[LISTING]
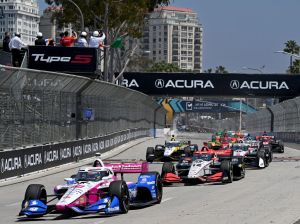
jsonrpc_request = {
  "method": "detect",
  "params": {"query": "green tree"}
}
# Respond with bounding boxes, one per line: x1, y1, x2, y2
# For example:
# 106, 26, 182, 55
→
288, 59, 300, 74
283, 40, 300, 74
147, 62, 182, 72
204, 65, 228, 74
215, 65, 228, 74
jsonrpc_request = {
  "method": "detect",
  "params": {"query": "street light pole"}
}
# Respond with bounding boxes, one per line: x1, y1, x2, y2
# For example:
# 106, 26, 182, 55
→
274, 51, 300, 67
242, 66, 264, 74
239, 98, 242, 132
68, 0, 84, 31
104, 1, 109, 82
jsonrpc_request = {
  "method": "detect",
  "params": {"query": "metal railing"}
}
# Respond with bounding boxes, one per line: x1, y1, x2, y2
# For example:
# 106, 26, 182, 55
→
246, 97, 300, 132
0, 66, 165, 149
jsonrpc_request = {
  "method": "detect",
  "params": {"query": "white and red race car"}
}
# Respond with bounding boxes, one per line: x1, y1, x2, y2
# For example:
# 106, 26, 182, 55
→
19, 159, 162, 218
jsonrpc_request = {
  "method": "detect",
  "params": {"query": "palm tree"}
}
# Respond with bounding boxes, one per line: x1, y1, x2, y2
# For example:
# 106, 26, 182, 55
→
147, 62, 182, 72
215, 65, 228, 74
289, 60, 300, 74
283, 40, 300, 70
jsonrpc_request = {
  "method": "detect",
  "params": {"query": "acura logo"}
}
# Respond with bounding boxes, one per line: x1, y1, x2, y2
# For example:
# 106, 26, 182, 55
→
230, 80, 240, 89
155, 79, 165, 89
1, 158, 5, 173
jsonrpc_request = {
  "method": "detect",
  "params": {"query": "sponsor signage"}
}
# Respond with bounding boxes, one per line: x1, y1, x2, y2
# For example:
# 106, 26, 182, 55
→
122, 73, 300, 97
0, 129, 149, 179
180, 100, 256, 113
28, 46, 97, 74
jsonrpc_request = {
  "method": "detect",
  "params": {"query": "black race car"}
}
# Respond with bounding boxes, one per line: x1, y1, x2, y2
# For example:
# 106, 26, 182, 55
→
146, 141, 198, 162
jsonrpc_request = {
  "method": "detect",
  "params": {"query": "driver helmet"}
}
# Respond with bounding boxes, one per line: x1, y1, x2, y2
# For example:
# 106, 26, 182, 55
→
80, 31, 87, 37
93, 31, 99, 37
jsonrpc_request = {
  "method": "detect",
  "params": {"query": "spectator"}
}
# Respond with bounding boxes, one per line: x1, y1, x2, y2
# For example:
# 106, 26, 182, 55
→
3, 32, 10, 52
34, 32, 46, 46
60, 31, 77, 47
9, 33, 27, 67
89, 31, 105, 48
77, 31, 88, 47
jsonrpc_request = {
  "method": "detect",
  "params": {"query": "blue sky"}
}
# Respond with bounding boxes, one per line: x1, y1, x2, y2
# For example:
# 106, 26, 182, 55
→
39, 0, 300, 73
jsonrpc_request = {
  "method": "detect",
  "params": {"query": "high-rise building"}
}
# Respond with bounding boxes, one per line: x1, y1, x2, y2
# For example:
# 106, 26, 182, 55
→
0, 0, 40, 44
141, 6, 203, 72
39, 7, 72, 43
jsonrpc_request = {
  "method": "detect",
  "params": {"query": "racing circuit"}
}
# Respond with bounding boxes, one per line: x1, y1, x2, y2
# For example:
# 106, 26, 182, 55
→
0, 133, 300, 224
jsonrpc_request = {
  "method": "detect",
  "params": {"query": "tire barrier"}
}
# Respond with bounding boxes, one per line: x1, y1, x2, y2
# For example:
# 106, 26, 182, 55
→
245, 97, 300, 143
0, 129, 149, 179
0, 65, 165, 150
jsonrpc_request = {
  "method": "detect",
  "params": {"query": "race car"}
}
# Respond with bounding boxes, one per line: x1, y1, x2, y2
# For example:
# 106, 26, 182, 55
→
19, 161, 163, 218
161, 147, 245, 185
231, 140, 272, 168
256, 135, 284, 153
146, 141, 198, 162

[TASK OBJECTIVE] Render all of the data above as a JSON list of strings, one string per line, with blank lines left out and the pictures omitted.

[TASK SOLUTION]
[
  "jsonrpc_request = {",
  "  \"method\": \"detect\",",
  "  \"params\": {\"query\": \"green tree\"}",
  "}",
  "# Respond with bounding boxes, one per line: x1, y1, x2, y2",
  "# For example:",
  "# 106, 26, 182, 55",
  "→",
  "288, 59, 300, 74",
  "283, 40, 300, 74",
  "147, 62, 182, 72",
  "204, 65, 228, 74",
  "215, 65, 228, 74",
  "jsonrpc_request = {",
  "  \"method\": \"detect\",",
  "  \"params\": {\"query\": \"street light pole\"}",
  "}",
  "# Respond with bounding boxes, one per line: x1, y1, x2, y2",
  "# For example:",
  "# 106, 26, 182, 55",
  "→",
  "274, 51, 300, 67",
  "242, 66, 264, 74",
  "239, 98, 242, 132",
  "68, 0, 84, 31",
  "104, 1, 109, 82",
  "jsonrpc_request = {",
  "  \"method\": \"detect\",",
  "  \"params\": {\"query\": \"metal railing\"}",
  "}",
  "# Respond with bounding boxes, one per line: x1, y1, x2, y2",
  "# For example:",
  "# 106, 26, 182, 55",
  "→",
  "246, 97, 300, 132",
  "0, 66, 165, 149",
  "jsonrpc_request = {",
  "  \"method\": \"detect\",",
  "  \"params\": {\"query\": \"white and red race car\"}",
  "}",
  "# Respond with bounding boxes, one per line: x1, y1, x2, y2",
  "# For example:",
  "# 106, 26, 182, 55",
  "→",
  "19, 159, 162, 218",
  "jsonrpc_request = {",
  "  \"method\": \"detect\",",
  "  \"params\": {\"query\": \"palm tree\"}",
  "}",
  "# Respond with bounding boxes, one per line: x1, y1, x2, y2",
  "# For example:",
  "# 106, 26, 182, 55",
  "→",
  "147, 62, 182, 72",
  "215, 65, 228, 74",
  "289, 60, 300, 74",
  "283, 40, 300, 70",
  "jsonrpc_request = {",
  "  \"method\": \"detect\",",
  "  \"params\": {\"query\": \"acura logo\"}",
  "}",
  "# Respond with bounding boxes, one per line: x1, y1, x2, y2",
  "# For example:",
  "# 106, 26, 182, 55",
  "→",
  "230, 80, 240, 89",
  "155, 79, 165, 89",
  "1, 158, 5, 173",
  "jsonrpc_request = {",
  "  \"method\": \"detect\",",
  "  \"params\": {\"query\": \"sponsor signage\"}",
  "}",
  "# Respond with bounding boxes, one per line: x1, y1, x2, y2",
  "# For example:",
  "# 106, 26, 182, 55",
  "→",
  "122, 73, 300, 97",
  "0, 129, 149, 179",
  "180, 100, 256, 113",
  "28, 46, 97, 74",
  "jsonrpc_request = {",
  "  \"method\": \"detect\",",
  "  \"params\": {\"query\": \"black race car\"}",
  "}",
  "# Respond with bounding boxes, one per line: x1, y1, x2, y2",
  "# For example:",
  "# 106, 26, 182, 55",
  "→",
  "146, 141, 198, 162",
  "jsonrpc_request = {",
  "  \"method\": \"detect\",",
  "  \"params\": {\"query\": \"driver helmet\"}",
  "}",
  "# Respond with bounding boxes, one per line: x1, y1, x2, y2",
  "# For example:",
  "# 106, 26, 182, 55",
  "→",
  "80, 31, 87, 37",
  "93, 31, 99, 37",
  "jsonrpc_request = {",
  "  \"method\": \"detect\",",
  "  \"params\": {\"query\": \"spectator\"}",
  "}",
  "# Respond with bounding boxes, one per line: x1, y1, x2, y2",
  "# For example:",
  "# 106, 26, 182, 55",
  "→",
  "3, 32, 10, 52",
  "34, 32, 46, 46",
  "60, 31, 77, 47",
  "9, 33, 27, 67",
  "89, 31, 105, 48",
  "77, 31, 88, 47",
  "jsonrpc_request = {",
  "  \"method\": \"detect\",",
  "  \"params\": {\"query\": \"blue sky\"}",
  "}",
  "# Respond with bounding boxes, one per line: x1, y1, x2, y2",
  "# For example:",
  "# 106, 26, 182, 55",
  "→",
  "39, 0, 300, 73",
  "jsonrpc_request = {",
  "  \"method\": \"detect\",",
  "  \"params\": {\"query\": \"high-rise building\"}",
  "}",
  "# Respond with bounding boxes, one per line: x1, y1, x2, y2",
  "# For example:",
  "# 106, 26, 182, 55",
  "→",
  "0, 0, 40, 44",
  "141, 6, 203, 72",
  "39, 7, 72, 43",
  "jsonrpc_request = {",
  "  \"method\": \"detect\",",
  "  \"params\": {\"query\": \"racing circuit\"}",
  "}",
  "# Respond with bounding boxes, one per line: x1, y1, x2, y2",
  "# For example:",
  "# 106, 26, 182, 55",
  "→",
  "0, 133, 300, 224",
  "jsonrpc_request = {",
  "  \"method\": \"detect\",",
  "  \"params\": {\"query\": \"tire barrier\"}",
  "}",
  "# Respond with bounding boxes, one per line: x1, y1, x2, y2",
  "# For example:",
  "# 106, 26, 182, 55",
  "→",
  "245, 97, 300, 143",
  "0, 129, 149, 179",
  "0, 65, 165, 150",
  "jsonrpc_request = {",
  "  \"method\": \"detect\",",
  "  \"params\": {\"query\": \"race car\"}",
  "}",
  "# Respond with bounding boxes, one per line: x1, y1, x2, y2",
  "# For example:",
  "# 106, 26, 182, 55",
  "→",
  "19, 161, 163, 218",
  "161, 147, 245, 185",
  "231, 140, 272, 168",
  "256, 135, 284, 153",
  "146, 141, 198, 162"
]